Is she to be called an "oracle" or a "savior" all of her teenage years, and then what? What happens to her in her 20s and 30s?

The Swedish Church on Twitter appointed Greta Thunberg to be Jesus' successor. Isn't that going a bit too far?

The issue here is not about being for or against the climate fight, but whether you are for or against the media exploitation of children. The public can be tough. So is it acceptable to use children in the climate debate, no matter how good the purpose is? I say this not to silence Greta, but to protect her. Understanding the difference is an important part of us being adults.

## STORED ROWS:
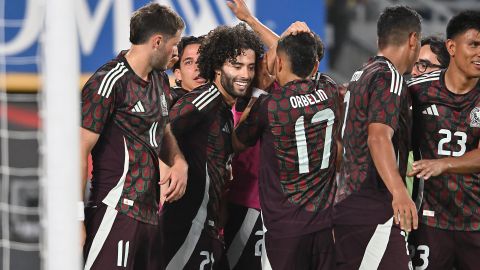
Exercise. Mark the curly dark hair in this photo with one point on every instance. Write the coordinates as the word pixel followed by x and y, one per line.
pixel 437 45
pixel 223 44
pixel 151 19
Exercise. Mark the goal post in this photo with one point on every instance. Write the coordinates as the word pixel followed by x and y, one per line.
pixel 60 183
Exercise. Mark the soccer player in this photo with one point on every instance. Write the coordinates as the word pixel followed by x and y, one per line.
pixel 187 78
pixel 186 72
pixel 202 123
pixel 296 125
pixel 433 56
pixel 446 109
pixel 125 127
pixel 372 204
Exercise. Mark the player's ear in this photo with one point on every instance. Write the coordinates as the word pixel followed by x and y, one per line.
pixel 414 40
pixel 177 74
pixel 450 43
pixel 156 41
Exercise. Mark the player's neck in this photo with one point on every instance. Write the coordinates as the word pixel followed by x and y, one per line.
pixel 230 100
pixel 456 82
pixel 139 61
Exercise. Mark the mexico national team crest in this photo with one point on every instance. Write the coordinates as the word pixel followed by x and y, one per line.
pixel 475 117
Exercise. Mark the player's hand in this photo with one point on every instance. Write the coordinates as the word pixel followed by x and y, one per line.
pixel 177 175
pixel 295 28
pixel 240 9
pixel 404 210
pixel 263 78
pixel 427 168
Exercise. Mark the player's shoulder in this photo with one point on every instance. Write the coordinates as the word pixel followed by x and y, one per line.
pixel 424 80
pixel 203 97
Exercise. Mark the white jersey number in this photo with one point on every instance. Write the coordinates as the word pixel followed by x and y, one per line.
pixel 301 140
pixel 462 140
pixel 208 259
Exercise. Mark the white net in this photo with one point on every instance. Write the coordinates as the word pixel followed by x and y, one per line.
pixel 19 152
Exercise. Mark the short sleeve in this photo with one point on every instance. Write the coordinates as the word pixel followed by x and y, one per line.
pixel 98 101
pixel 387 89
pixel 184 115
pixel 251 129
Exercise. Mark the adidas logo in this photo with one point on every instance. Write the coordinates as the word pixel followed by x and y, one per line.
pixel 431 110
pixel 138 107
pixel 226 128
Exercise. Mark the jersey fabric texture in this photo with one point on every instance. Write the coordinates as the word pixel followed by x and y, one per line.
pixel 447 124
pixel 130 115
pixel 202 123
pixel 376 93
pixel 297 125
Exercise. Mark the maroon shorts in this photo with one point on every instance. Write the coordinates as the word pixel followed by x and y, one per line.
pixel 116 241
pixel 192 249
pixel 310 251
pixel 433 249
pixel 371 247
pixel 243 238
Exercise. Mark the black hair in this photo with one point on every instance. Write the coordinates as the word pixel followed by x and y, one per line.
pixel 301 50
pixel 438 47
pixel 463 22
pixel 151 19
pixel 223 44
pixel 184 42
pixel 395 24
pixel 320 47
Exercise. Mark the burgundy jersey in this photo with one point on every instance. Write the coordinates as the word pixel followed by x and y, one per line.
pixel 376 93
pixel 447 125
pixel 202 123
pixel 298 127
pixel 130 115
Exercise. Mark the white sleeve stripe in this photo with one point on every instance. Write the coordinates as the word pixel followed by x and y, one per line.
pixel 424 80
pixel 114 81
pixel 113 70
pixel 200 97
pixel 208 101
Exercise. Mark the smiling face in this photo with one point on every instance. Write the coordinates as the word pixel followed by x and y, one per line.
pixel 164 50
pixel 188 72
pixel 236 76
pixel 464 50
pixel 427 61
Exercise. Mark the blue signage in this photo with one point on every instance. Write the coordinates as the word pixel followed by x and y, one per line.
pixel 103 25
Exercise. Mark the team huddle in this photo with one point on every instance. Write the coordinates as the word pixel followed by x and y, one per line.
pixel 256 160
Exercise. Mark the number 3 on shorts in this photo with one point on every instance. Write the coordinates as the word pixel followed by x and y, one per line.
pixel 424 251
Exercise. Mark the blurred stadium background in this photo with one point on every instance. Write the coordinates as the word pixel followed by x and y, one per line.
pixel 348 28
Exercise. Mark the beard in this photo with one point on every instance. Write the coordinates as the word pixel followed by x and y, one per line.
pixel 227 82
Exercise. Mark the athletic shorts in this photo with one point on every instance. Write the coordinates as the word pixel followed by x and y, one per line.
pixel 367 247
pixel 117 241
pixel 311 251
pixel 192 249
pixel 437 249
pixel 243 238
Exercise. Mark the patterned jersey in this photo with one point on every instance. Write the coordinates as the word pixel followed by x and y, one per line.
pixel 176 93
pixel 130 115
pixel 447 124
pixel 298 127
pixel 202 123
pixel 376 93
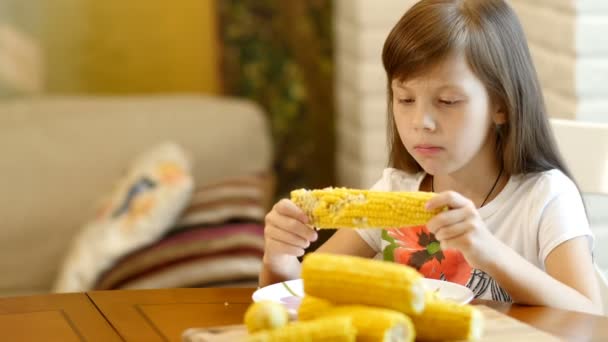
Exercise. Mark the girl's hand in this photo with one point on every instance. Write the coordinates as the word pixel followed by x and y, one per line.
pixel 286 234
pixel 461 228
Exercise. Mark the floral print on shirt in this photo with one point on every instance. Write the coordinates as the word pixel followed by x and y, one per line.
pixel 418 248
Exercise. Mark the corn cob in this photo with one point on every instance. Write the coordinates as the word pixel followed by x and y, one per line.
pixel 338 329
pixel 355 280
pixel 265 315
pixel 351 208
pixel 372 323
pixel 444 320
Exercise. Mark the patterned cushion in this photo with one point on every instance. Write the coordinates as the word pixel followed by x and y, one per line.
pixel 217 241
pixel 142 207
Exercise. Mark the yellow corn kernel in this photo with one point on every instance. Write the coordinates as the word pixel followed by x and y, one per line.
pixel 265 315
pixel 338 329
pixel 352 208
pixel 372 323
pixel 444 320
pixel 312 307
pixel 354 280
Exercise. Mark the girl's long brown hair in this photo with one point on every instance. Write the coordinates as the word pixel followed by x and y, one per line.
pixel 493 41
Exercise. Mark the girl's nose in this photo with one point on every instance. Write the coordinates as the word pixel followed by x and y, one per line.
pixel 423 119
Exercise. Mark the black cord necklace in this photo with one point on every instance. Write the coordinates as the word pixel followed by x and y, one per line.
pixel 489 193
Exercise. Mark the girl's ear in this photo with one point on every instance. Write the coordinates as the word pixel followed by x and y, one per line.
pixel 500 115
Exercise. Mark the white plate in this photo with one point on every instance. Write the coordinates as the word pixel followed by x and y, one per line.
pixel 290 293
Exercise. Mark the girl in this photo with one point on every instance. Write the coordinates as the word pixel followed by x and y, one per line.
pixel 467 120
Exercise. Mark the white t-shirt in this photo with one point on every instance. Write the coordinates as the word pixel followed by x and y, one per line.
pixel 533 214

## REQUIRED ACTIONS:
1) List every sentence in the Greta Thunberg passage that ends in a question mark.
2) Please retype the Greta Thunberg passage word for word, everything from "The Swedish Church" down to "us being adults.".

## THE SOLUTIONS:
1)
- Is she to be called an "oracle" or a "savior" all of her teenage years, and then what?
- What happens to her in her 20s and 30s?
- Isn't that going a bit too far?
- So is it acceptable to use children in the climate debate, no matter how good the purpose is?

2)
The Swedish Church on Twitter appointed Greta Thunberg to be Jesus' successor. Isn't that going a bit too far?

The issue here is not about being for or against the climate fight, but whether you are for or against the media exploitation of children. The public can be tough. So is it acceptable to use children in the climate debate, no matter how good the purpose is? I say this not to silence Greta, but to protect her. Understanding the difference is an important part of us being adults.